◆ EXERCISE OBJECTIVE:
Give the data below again exactly as it stands. Omit the pictures.

Records:

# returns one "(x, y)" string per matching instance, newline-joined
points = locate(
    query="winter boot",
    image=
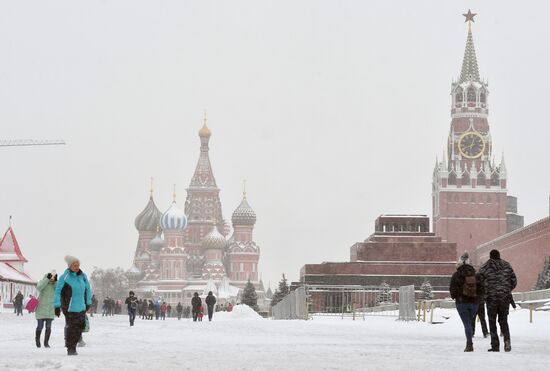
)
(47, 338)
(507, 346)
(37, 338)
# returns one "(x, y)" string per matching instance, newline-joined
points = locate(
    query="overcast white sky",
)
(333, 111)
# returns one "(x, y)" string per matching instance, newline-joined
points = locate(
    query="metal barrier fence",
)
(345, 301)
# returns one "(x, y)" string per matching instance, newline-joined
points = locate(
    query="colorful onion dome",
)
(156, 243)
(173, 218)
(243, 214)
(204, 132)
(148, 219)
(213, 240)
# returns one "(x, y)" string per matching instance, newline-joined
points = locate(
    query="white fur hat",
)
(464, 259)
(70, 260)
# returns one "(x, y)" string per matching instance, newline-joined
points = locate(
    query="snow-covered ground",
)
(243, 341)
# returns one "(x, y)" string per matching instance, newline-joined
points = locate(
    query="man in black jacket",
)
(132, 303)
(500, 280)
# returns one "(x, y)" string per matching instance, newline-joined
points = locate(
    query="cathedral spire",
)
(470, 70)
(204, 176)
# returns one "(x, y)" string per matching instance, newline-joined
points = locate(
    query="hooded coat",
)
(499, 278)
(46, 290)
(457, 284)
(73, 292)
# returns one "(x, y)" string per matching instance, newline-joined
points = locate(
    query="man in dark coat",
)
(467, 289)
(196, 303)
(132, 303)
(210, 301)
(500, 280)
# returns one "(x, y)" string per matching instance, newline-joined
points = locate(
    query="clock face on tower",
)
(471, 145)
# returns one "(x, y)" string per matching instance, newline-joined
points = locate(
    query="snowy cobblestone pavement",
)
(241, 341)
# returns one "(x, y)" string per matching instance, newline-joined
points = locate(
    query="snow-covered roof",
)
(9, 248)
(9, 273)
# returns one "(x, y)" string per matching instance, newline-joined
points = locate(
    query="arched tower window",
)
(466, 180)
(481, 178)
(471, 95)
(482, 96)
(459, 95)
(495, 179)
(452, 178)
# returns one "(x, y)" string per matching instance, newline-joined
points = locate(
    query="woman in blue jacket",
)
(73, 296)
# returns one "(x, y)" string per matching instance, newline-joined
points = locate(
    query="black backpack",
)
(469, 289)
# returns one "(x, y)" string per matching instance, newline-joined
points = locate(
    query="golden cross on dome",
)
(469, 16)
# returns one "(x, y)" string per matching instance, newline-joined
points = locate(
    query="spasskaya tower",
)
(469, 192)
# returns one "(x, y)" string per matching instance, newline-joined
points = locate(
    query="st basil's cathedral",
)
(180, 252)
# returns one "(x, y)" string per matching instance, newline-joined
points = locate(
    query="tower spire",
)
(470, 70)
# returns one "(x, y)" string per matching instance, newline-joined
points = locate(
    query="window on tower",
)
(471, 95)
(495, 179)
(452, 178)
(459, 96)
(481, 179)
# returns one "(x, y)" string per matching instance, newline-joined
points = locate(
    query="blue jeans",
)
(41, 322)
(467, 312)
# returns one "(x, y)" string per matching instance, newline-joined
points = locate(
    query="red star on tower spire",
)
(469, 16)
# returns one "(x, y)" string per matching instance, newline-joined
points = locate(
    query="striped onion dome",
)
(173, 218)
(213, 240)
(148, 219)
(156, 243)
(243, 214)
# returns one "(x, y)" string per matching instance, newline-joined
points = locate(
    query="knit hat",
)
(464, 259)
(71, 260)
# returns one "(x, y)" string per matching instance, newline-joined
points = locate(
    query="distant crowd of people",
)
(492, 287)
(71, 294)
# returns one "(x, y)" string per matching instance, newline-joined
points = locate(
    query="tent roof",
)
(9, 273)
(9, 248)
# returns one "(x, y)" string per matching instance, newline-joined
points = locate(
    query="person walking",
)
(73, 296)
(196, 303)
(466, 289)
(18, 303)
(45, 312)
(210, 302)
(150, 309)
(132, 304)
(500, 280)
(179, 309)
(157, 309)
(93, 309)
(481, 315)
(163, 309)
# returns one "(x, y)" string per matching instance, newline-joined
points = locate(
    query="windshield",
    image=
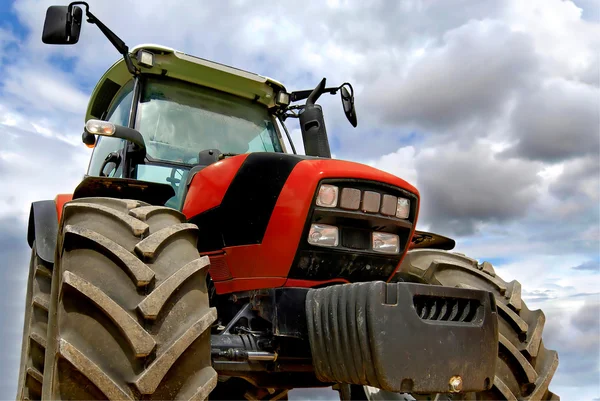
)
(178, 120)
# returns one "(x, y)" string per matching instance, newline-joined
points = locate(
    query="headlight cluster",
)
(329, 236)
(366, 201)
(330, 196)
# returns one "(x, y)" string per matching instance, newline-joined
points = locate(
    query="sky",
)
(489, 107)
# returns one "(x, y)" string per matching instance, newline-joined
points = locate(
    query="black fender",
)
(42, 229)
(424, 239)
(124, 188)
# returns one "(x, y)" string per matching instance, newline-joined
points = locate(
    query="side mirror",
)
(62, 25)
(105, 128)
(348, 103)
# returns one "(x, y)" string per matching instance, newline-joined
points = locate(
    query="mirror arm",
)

◆ FINAL ANSWER:
# returns one "(x, y)" string per matching instance, newline-joined
points = locate(
    query="winter boot",
    image=
)
(47, 338)
(507, 346)
(37, 338)
# returns one "(x, y)" string per matching instance, newline-joined
points = locate(
    query="overcast white sky",
)
(333, 111)
# returns one "(x, y)" string per matching instance, newline-joined
points = locate(
    query="metal barrier fence",
)
(345, 301)
# returns one "(x, y)" string per matching instance, newline-joined
points = locate(
    query="colorful onion dome",
)
(156, 243)
(173, 218)
(243, 214)
(204, 132)
(148, 219)
(213, 240)
# returns one "(x, y)" string per matching instance, newline-joined
points = locate(
    query="white fur hat",
)
(464, 259)
(70, 260)
# returns one "(x, y)" string per matching instance, newline-joined
points = locate(
    query="snow-covered ground",
)
(243, 341)
# returns one "(x, y)" string per matching instance, newline-joined
points = locate(
    query="man in black jacket",
)
(132, 303)
(500, 280)
# returns one "(x, y)" string per matching instance, newline-joined
points = locate(
    query="cathedral spire",
)
(470, 70)
(204, 176)
# returns one "(x, y)" string per matching instance, newline-joined
points = locate(
    query="hooded coat",
)
(499, 278)
(46, 290)
(457, 284)
(73, 292)
# returns one "(x, y)" string per matching instance, newline-joined
points = locate(
    query="man in dark coat",
)
(467, 289)
(196, 303)
(132, 303)
(210, 301)
(500, 280)
# returns one "(x, y)" string per matching instance, newline-joined
points = locate(
    query="clock face on tower",
)
(471, 145)
# returns one "(x, y)" string per matching instance, newline-joined
points = locate(
    query="snowy cobblestone pavement",
)
(241, 341)
# returns one "(x, y)" string per matching instance, newline-joined
points = locate(
    query="snow-covered roof",
)
(9, 248)
(9, 273)
# returns one "(x, y)" string per matching instance, newline-joined
points = locate(
    query="arched tower window",
)
(466, 180)
(481, 178)
(471, 95)
(482, 96)
(459, 95)
(495, 179)
(452, 178)
# returns one "(x, y)" string per matching instance, newline-joined
points = locate(
    query="woman in blue jacket",
)
(73, 296)
# returns one "(x, y)" string per matching instance, newline-joined
points = locate(
    query="black backpack",
)
(469, 289)
# returns one "(x, y)" string per matching instance, newline-joined
points = locate(
    query="golden cross on dome",
)
(469, 16)
# returns one "(x, y)" string per matching instance, newline-joined
points = locate(
    query="spasskaya tower",
)
(469, 192)
# returns one "(x, y)" string per matching instance, newline-joined
points = locate(
    query="st basil's cathedral",
)
(180, 252)
# returns one "(x, y)" string per matching instance, newline-joined
points = locate(
    query="tower spire",
)
(470, 70)
# returns one "(x, y)" string per matching instance, newline-joined
points = locate(
    query="window on tower",
)
(471, 95)
(495, 179)
(452, 178)
(459, 96)
(481, 179)
# returns one "(x, y)" string per matching instance, newline-joined
points = locate(
    query="blue jeans",
)
(41, 322)
(467, 312)
# returns one "(x, y)" string per matching instance, newline-joined
points = locate(
    query="red star on tower spire",
)
(469, 16)
# returns one "(x, y)" string per matching instance, newline-joined
points = locate(
    query="striped onion dome",
)
(173, 218)
(213, 240)
(148, 219)
(156, 243)
(243, 214)
# returns one "(x, y)" string per matching instance, newline-joined
points = locate(
    query="knit hat",
)
(464, 259)
(71, 260)
# returns one "(x, y)" string per matching instance, newline-joined
points = locate(
    query="distant crowd of people",
)
(492, 287)
(71, 294)
# returns one "(x, y)" string per matching instance, newline-joined
points = locate(
    query="tent roof",
)
(9, 273)
(9, 248)
# returns one "(x, y)" string per matching instance, newline-joined
points = locate(
    query="person walking",
)
(73, 296)
(196, 303)
(466, 289)
(18, 303)
(45, 312)
(210, 302)
(150, 309)
(132, 304)
(500, 280)
(179, 309)
(157, 309)
(93, 309)
(481, 315)
(163, 309)
# returns one "(x, y)" string per matching instance, newline-joined
points = locate(
    query="windshield",
    image=
)
(178, 120)
# returns one "(x, y)" string per matching instance, newline-joined
points = locate(
    query="headlight cluster",
)
(329, 236)
(366, 201)
(330, 196)
# returns one "(x, y)" string per matching instance, newline-joined
points = locate(
    query="sky",
)
(489, 107)
# returns one "(x, y)" string per matching instance, newline-joined
points = locate(
    query="black fender",
)
(42, 229)
(424, 239)
(124, 188)
# returns one "(x, y)" string per matching instance, newline-joined
points = locate(
    query="side mirror",
)
(62, 25)
(105, 128)
(348, 103)
# returns one "(x, y)" string per matching instance, newline-joined
points = locate(
    query="mirror arm",
)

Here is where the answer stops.